Extract the data exactly, missing nothing.
___ ENTRIES SHOWN ___
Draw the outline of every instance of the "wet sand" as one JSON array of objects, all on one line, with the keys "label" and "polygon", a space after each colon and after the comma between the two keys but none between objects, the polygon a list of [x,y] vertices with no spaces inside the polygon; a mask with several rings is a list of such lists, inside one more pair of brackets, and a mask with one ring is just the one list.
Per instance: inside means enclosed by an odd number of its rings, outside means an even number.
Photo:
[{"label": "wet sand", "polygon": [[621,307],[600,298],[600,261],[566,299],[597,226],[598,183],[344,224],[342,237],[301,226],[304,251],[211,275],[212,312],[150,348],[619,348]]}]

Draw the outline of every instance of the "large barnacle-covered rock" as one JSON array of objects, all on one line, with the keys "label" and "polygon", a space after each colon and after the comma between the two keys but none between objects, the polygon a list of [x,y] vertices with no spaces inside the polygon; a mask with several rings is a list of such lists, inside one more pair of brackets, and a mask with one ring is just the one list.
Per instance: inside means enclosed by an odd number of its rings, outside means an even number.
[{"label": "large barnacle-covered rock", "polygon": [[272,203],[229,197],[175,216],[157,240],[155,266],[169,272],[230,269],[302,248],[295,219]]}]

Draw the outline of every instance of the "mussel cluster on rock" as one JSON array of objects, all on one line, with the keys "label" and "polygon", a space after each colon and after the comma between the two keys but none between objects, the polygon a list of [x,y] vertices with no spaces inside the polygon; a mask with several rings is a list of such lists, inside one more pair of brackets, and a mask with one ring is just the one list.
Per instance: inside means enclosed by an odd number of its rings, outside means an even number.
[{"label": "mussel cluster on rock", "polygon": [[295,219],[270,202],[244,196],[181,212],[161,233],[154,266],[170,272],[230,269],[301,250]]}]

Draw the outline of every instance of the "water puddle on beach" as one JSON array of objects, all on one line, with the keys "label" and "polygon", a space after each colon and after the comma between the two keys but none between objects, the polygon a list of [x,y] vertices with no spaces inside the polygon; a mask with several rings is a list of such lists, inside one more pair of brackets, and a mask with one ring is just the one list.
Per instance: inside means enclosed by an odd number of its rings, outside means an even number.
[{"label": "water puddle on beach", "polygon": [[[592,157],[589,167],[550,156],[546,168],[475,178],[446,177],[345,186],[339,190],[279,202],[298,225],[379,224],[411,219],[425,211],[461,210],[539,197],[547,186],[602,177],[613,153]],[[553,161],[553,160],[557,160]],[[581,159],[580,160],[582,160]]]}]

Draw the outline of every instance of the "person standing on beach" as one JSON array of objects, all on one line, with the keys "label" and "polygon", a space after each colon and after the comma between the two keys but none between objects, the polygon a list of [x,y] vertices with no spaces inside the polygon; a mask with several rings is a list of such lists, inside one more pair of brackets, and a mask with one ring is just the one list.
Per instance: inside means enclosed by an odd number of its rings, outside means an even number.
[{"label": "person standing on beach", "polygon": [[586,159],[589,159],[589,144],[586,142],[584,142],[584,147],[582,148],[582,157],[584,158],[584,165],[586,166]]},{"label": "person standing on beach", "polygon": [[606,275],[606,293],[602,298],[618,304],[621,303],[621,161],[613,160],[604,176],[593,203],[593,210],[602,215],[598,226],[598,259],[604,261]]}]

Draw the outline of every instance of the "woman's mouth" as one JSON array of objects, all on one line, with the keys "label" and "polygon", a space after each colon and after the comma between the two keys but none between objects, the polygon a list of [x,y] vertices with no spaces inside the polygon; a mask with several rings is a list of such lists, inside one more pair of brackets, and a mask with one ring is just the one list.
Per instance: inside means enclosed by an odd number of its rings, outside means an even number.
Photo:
___
COMPLETE RESPONSE
Draw the outline of every instance of the "wet sand" as one JSON array of objects, all on one line, with the keys "label" and "polygon", a space after each colon and after the comma between the two keys but none between objects, the polygon a list of [x,y] vertices with no spaces inside the polygon; a mask with several rings is a list of such lists, inside one more pair of brackets, and a mask with one ring is just the one list.
Per instance: inside means enclosed by an odd number of its rings, outside means an even number.
Photo:
[{"label": "wet sand", "polygon": [[621,307],[600,298],[600,261],[566,299],[597,226],[598,183],[344,224],[342,237],[301,226],[304,251],[211,275],[212,312],[150,348],[619,348]]}]

Draw the outline of every instance of the "large barnacle-covered rock" as one JSON array of objects, all on one line, with the keys "label" and "polygon", a space after each colon and after the comma between the two keys but none between objects, the polygon a list of [x,y] vertices with no spaces inside the polygon; a mask with several rings is a list of such lists, inside one more pair of brackets, and a mask with one ring is just the one list.
Per instance: inside means enclosed by an odd number of its rings, outside means an even number.
[{"label": "large barnacle-covered rock", "polygon": [[272,203],[229,197],[175,216],[157,240],[155,266],[169,272],[230,269],[302,248],[295,219]]}]

Draw the outline of every instance of the "mussel cluster on rock" as one JSON array of objects, all on one line, with the keys "label" and "polygon", a space after each colon and after the comma between the two keys but none between objects, the polygon a list of [x,y] vertices with no spaces inside the polygon; a mask with several rings is a list of such lists, inside one more pair of brackets, and a mask with one ring is just the one list.
Per instance: inside means enclosed by an odd number of its rings, outside means an even number.
[{"label": "mussel cluster on rock", "polygon": [[295,219],[270,202],[244,196],[181,212],[161,233],[154,266],[170,272],[230,269],[301,250]]}]

Draw the outline of every instance of the "water puddle on beach" as one JSON array of objects, all on one line, with the keys "label" and "polygon", a space after each colon and after the comma between the two keys but none between objects, the polygon a list of [x,y] vertices with no spaces inside the polygon; a mask with several rings is a list of such lists, inside one more pair of brackets, and a mask with one ring is just the one list.
Per instance: inside means enclosed by an odd number of its rings, outside means an even number.
[{"label": "water puddle on beach", "polygon": [[[592,157],[589,167],[550,156],[546,168],[475,178],[446,177],[345,186],[339,190],[279,202],[298,225],[379,224],[411,219],[425,211],[461,210],[539,197],[547,186],[602,177],[613,153]],[[553,161],[553,160],[557,160]],[[581,159],[580,160],[582,160]]]}]

Draw the outline of every instance of the "person standing on beach" as one JSON array of objects, all on one line, with the keys "label" and "polygon", a space after each colon and after the comma between the two keys but none between objects, the polygon a list of [x,y] vertices with no spaces inside the polygon; a mask with several rings is a list of such lists, inside one more pair of brackets, and a mask with one ring is just the one list.
Per instance: inside means enclosed by an odd number of its rings, outside means an even number.
[{"label": "person standing on beach", "polygon": [[586,159],[589,159],[589,144],[586,142],[584,142],[584,147],[582,148],[582,157],[584,158],[584,165],[586,166]]},{"label": "person standing on beach", "polygon": [[606,275],[606,293],[602,298],[618,304],[621,303],[621,161],[613,160],[604,176],[593,203],[593,210],[602,215],[598,226],[598,259],[604,261]]}]

Draw the outline of every instance of the "woman's mouth" as one JSON array of objects, all on one line, with the keys "label" and "polygon", a space after each colon and after the comma between the two keys but none between objects, the polygon a list of [x,y] vertices with no spaces inside the polygon; a mask with several rings is a list of such lists, inside one more pair of brackets, and a mask with one ring is just the one list.
Per instance: inside means enclosed by an odd number of its rings, outside means an even number.
Photo:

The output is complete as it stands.